*Working data:*
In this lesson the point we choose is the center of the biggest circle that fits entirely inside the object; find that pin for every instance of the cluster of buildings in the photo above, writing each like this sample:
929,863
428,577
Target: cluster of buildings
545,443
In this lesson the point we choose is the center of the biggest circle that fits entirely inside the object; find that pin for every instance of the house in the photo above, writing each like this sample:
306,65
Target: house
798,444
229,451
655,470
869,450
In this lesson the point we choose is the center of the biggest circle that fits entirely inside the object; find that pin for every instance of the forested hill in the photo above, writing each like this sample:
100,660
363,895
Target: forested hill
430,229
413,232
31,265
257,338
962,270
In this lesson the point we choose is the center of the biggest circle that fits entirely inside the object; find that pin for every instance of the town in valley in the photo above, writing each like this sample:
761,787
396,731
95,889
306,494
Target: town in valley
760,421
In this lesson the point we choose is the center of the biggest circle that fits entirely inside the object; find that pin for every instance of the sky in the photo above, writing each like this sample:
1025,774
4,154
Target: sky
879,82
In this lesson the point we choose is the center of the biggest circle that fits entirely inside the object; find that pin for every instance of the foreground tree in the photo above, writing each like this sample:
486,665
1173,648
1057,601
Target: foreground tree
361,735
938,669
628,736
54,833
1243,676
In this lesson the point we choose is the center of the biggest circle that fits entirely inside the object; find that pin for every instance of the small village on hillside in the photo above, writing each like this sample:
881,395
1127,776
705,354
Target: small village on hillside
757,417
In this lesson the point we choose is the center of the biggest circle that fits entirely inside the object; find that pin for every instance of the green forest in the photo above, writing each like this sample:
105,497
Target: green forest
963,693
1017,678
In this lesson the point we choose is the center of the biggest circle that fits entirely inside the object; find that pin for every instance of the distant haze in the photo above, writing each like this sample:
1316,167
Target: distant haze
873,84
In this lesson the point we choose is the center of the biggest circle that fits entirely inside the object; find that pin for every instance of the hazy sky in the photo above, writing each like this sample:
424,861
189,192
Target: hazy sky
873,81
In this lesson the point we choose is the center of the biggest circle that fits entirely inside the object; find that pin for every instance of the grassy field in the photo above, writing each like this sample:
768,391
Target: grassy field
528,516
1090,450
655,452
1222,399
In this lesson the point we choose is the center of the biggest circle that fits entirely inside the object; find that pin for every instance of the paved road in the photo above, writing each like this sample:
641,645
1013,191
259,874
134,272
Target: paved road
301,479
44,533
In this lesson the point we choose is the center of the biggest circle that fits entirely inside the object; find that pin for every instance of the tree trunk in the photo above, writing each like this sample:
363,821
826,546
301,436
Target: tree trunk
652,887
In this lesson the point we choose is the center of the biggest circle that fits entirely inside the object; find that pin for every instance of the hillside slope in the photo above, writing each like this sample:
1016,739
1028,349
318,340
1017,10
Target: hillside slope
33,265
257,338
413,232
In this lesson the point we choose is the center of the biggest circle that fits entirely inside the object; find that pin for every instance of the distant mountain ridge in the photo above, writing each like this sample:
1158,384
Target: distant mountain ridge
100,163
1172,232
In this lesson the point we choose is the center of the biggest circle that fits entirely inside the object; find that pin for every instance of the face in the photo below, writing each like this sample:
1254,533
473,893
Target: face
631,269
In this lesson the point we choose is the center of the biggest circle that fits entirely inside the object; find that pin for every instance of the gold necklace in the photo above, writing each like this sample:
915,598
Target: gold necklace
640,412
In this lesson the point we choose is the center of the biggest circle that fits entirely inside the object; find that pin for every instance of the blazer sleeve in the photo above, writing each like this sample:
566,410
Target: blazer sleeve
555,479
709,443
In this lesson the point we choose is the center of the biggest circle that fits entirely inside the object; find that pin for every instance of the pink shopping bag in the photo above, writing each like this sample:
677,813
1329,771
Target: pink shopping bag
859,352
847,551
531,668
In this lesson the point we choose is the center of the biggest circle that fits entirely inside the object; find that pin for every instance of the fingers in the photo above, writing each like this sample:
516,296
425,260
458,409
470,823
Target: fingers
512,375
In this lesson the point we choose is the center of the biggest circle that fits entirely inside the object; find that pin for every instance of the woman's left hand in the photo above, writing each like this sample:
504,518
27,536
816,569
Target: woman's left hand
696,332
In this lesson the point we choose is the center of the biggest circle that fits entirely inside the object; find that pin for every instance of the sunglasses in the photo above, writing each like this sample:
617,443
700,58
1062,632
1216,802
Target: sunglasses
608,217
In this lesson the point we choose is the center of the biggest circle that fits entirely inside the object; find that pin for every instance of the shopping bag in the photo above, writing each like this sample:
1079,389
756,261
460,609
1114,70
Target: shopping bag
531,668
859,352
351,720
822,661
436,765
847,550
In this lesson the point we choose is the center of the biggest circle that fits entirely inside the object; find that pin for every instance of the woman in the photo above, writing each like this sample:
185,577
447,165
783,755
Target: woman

--

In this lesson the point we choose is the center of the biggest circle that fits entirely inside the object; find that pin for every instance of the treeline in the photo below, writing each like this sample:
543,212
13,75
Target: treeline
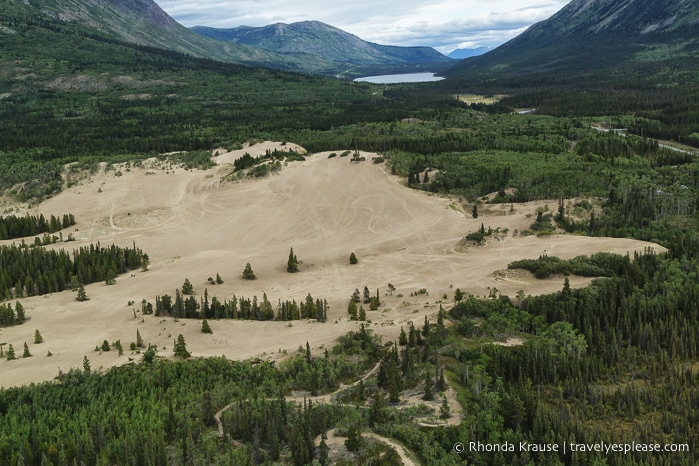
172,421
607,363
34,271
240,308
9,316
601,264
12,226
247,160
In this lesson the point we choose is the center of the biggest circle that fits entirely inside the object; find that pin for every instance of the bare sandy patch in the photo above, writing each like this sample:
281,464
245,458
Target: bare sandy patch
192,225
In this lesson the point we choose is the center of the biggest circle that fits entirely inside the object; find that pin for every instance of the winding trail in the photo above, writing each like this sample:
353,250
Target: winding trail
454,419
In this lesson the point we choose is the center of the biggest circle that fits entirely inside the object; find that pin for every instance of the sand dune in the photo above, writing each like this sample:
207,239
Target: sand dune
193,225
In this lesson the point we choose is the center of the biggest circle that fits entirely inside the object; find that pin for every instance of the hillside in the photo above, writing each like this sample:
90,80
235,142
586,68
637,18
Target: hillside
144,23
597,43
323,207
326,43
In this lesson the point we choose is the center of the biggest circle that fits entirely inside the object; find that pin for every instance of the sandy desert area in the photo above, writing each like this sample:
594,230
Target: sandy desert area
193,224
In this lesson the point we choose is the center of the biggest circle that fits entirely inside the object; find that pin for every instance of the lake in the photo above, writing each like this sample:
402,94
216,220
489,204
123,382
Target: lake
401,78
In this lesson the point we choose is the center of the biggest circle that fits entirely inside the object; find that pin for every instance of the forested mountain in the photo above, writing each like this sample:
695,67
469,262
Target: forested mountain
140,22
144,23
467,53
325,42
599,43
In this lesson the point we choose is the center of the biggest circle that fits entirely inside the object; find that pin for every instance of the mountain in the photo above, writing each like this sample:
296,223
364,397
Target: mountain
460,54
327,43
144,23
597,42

*Exercise goal:*
Please show each line of the data above that contains the word "forested". Treat uppercase and lowercase as different.

*Task answer:*
In this lesson the point we choose is the center of the biggest circle that fits entirely inside the object; find that pin for every instance of the forested hill in the photo above, writing each like this sample:
Target: forested hill
In this lesson the point we choose is the center of the biggest circle that fits entirely inside the object; find that pin for every instance of the forested mountain in the photo above, writing each like this sample:
Target: forested mountain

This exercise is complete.